Supplied material.
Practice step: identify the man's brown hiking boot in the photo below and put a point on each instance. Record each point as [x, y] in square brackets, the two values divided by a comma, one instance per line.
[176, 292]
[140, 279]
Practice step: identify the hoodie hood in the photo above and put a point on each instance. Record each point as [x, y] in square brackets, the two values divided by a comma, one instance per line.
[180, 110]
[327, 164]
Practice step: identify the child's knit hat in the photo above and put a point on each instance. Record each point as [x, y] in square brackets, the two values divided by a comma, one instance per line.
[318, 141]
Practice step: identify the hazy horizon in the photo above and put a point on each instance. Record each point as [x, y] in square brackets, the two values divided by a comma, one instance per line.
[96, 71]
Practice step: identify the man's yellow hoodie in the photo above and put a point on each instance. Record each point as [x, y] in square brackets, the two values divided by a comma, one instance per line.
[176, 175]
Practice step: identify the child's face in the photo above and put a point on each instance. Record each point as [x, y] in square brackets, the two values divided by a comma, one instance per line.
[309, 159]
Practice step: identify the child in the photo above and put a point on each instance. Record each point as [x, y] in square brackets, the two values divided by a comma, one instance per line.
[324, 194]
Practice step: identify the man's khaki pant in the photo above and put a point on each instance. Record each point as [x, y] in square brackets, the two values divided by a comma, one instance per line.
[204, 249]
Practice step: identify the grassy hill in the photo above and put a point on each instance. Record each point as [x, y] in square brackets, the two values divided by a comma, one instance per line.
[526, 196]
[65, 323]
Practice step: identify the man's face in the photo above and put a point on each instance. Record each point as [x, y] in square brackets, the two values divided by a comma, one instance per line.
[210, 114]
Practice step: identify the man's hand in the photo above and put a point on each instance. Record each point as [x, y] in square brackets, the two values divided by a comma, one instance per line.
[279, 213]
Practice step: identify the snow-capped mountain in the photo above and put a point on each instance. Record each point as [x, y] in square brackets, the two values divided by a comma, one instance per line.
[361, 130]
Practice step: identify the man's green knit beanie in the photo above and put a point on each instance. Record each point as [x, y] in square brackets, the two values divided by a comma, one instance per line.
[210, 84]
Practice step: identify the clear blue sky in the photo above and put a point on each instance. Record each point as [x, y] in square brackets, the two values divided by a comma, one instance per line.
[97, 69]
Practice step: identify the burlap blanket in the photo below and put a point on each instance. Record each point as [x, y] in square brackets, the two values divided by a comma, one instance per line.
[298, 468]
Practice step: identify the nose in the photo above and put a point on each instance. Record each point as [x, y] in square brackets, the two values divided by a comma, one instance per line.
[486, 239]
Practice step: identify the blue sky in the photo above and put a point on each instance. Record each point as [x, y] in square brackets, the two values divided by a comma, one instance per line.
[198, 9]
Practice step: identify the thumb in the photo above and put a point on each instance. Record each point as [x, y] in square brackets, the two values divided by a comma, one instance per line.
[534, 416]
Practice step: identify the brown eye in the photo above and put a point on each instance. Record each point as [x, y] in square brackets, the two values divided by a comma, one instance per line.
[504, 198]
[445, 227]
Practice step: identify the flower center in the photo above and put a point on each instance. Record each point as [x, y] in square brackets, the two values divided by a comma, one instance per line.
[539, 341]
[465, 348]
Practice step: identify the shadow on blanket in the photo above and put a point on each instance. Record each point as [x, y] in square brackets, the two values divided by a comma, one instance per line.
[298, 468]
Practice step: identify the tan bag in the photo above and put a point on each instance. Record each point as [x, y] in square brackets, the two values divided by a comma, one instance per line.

Your task. Turn every line of the records above into a Markdown table with two columns, Row and Line. Number the rows in order and leave out blank lines.

Completed exercise.
| Row | Line |
|---|---|
| 1 | Practice step: identify the man's brown hiking boot in the photo below and put a point on each instance. Record each point as [x, y] in square brackets, the two values divided by a comma, one instance per line. |
| 2 | [176, 292] |
| 3 | [140, 279] |
| 4 | Practice step: identify the hoodie hood in the photo above and put a point on each instance. Record each point as [x, y] in square brackets, the two values divided by a comma, one instance per line. |
| 5 | [180, 110] |
| 6 | [327, 164] |
| 7 | Practice step: identify the child's knit hat in the photo above and put a point on each instance. Record each point as [x, y] in square brackets, the two values divided by a comma, one instance per line. |
| 8 | [318, 141] |
| 9 | Practice step: identify the hazy horizon in the photo above and put a point on each instance. Record each point as [x, y] in square brackets, the two values divided by a comma, one instance per line. |
| 10 | [96, 71] |
| 11 | Practice step: identify the man's yellow hoodie in the photo above and put a point on each instance. Record each point as [x, y] in square brackets, the two values divided by a comma, one instance per line. |
| 12 | [176, 175] |
| 13 | Practice step: identify the child's face in the photo above and put a point on each instance. Record each point as [x, y] in square brackets, the two values divided by a comma, one instance per line. |
| 14 | [309, 159] |
| 15 | Practice step: identify the child in the photo above and put a point on each instance. Record each point as [x, y] in square brackets, the two values divided by a comma, one instance per line. |
| 16 | [324, 194] |
| 17 | Practice step: identify the man's khaki pant in the photo above and put a point on each instance. Record each point as [x, y] in square brackets, the two values divided by a comma, one instance per line. |
| 18 | [204, 249] |
| 19 | Practice step: identify the grassy hill in the photo above and put a point on each instance. Record each point as [x, y] in square brackets, the two values divided by a comma, one instance per line. |
| 20 | [526, 196] |
| 21 | [65, 323] |
| 22 | Practice step: identify the man's face in the photo above and put a point on each instance. Record each point as [x, y] in square brackets, the two values divided by a comma, one instance per line. |
| 23 | [210, 114] |
| 24 | Practice step: identify the man's hand in the photo above and put a point on each instance. Record each point as [x, y] in square brackets, the two values divided by a comma, one instance per line. |
| 25 | [279, 213] |
| 26 | Practice step: identify the snow-capped mountain in the photo above and put a point on each instance. Record each point as [x, y] in square brackets, the two values divided by a comma, one instance per line. |
| 27 | [361, 130] |
| 28 | Practice step: identify the man's green knit beanie in the photo above and put a point on each instance. Record each point as [x, y] in square brackets, the two values divided by a comma, one instance per line. |
| 29 | [210, 84] |
| 30 | Practice step: identify the clear blue sky in the photo above and put a point on each instance. Record each point as [x, y] in square brackets, the two values divided by a comma, one instance per line. |
| 31 | [97, 69] |
| 32 | Practice step: identify the burlap blanket in the photo below and put a point on each instance. Record each point as [x, y] in square brackets, the two values divided by a comma, one instance per line. |
| 33 | [298, 468] |
| 34 | Practice step: identify the nose in the photo above and put a point on each instance. Record each point as [x, y] in square brackets, the two values divided by a comma, one instance per line. |
| 35 | [486, 239] |
| 36 | Practice step: identify the blue sky in the photo above and put a point on each instance. Record each point as [x, y] in square brackets, the two values divided by a comma, one instance per line. |
| 37 | [198, 9] |
| 38 | Practice step: identify the thumb in the photo above and put a point on each instance. Record each point as [x, y] in square brackets, the two values divided by a comma, one instance per line. |
| 39 | [534, 416] |
| 40 | Practice step: identify the brown eye in the photo above and put a point on each instance. Record each point as [x, y] in square brackets, the two values divided by a comma, one instance per line. |
| 41 | [504, 198] |
| 42 | [445, 227] |
| 43 | Practice step: identify the flower center in the photo above and put a point on each instance. Record each point as [x, y] in square brackets, the two values divided by a comma, one instance per line. |
| 44 | [539, 341] |
| 45 | [465, 348] |
| 46 | Practice step: identify the shadow on blanket in the photo above and put a point on each instance. Record each point as [x, y] in square brackets, the two values divided by a comma, one instance per line. |
| 47 | [298, 468] |
| 48 | Practice step: identify the tan bag in the photo above and put a point on each instance. Record each point as [x, y] in square brackets, the two values divided by a comma, one instance per line. |